Skinny Sunday soup: rustic Italian gnocchi soup

I’m really enjoying my Sunday mornings making soup while my sweetheart snoozes.

When I started reviewing The Skinnytaste Cookbook in January, I was new to the idea of making soup, which is why I’ve dedicated chilly Sundays to doing that. Today I continued to stretch my culinary legs and stepped it up a notch by roasting red peppers for the first time. I used to purchase them in a jar. However, after today, I’m going to continue to roast them. Here’s how:

  1. gnocchisoupYou can either roast them over a gas burner or in the oven. I roasted mine in the oven, which was set on 400 degrees fahrenheit, on a foil-lined baking sheet for 20 minutes on one side and 25 minutes on the other.
  2. Next, steam for 10 minutes in a bowl covered with plastic wrap.

Input data:
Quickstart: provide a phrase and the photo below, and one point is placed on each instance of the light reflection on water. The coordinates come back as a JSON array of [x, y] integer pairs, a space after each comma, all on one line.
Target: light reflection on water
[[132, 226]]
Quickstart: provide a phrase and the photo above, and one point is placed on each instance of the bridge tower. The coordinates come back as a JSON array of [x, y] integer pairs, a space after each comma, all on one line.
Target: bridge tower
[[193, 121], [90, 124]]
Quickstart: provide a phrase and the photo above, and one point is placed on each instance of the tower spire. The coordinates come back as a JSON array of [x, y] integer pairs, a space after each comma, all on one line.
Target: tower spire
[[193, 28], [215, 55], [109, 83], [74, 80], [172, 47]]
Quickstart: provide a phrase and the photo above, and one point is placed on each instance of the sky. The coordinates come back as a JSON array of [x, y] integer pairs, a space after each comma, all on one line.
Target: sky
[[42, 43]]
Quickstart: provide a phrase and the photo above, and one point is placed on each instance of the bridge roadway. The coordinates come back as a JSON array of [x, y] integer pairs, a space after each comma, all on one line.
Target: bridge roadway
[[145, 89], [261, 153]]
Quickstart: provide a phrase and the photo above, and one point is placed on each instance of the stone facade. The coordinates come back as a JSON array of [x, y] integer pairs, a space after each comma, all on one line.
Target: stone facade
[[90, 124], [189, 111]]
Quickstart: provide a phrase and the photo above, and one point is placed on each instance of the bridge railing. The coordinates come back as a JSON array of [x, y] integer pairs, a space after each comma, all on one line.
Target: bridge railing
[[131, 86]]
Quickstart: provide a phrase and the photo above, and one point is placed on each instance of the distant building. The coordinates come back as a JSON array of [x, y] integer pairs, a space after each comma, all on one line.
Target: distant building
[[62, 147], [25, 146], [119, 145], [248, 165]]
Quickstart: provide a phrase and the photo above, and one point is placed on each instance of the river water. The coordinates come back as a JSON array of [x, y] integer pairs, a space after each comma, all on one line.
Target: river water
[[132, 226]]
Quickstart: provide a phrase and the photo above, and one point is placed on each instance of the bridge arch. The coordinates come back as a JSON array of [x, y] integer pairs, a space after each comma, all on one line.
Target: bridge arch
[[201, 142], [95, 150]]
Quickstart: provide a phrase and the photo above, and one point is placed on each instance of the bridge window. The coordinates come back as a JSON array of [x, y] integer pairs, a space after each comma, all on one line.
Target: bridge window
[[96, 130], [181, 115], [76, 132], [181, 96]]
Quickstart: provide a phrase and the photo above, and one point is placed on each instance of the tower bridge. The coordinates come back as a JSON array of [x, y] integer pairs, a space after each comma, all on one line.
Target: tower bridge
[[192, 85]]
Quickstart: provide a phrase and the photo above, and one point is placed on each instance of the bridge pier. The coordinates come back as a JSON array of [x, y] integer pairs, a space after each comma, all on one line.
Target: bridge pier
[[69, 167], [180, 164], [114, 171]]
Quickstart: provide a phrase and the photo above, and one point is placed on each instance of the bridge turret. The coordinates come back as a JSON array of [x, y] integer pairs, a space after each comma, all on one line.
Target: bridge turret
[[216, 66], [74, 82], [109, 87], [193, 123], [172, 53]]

Given problem A: Do the following statements agree with the gnocchi soup post? (i) The writer roasted the red peppers in the oven. (ii) The writer plans to keep buying roasted red peppers in a jar. (iii) The roasted peppers are steamed for 20 minutes.
Given problem B: List each line of the rows that contains the string "pier".

Correct answer A:
(i) Yes: "I roasted mine in the oven"
(ii) No: "However, after today, I’m going to continue to roast them."
(iii) No: "Next, steam for 10 minutes in a bowl covered with plastic wrap."

Correct answer B:
Quickstart: provide a phrase and the photo above, and one point is placed on each instance of the bridge pier. The coordinates come back as a JSON array of [x, y] integer pairs, a space after each comma, all on one line.
Target: bridge pier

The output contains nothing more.